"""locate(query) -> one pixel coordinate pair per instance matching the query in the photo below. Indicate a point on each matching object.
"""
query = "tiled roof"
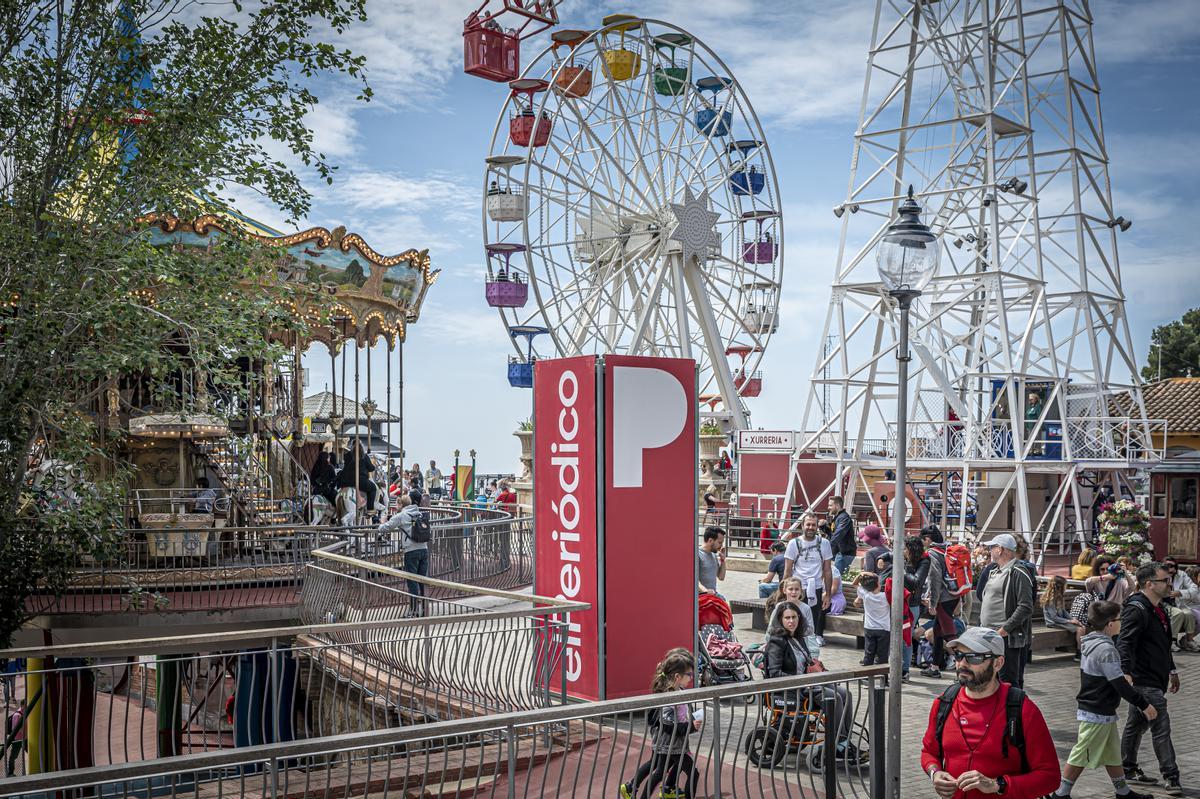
(1177, 401)
(322, 406)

* [Aim of the exercise]: Produce an exact reprint of the entries, dropping the images.

* [Answer to the problem]:
"""locate(query) -> one pixel coordinate pair per instance matching the query in the photo below. Indicate a point on each matching object.
"""
query = "tiled roof"
(1177, 401)
(322, 406)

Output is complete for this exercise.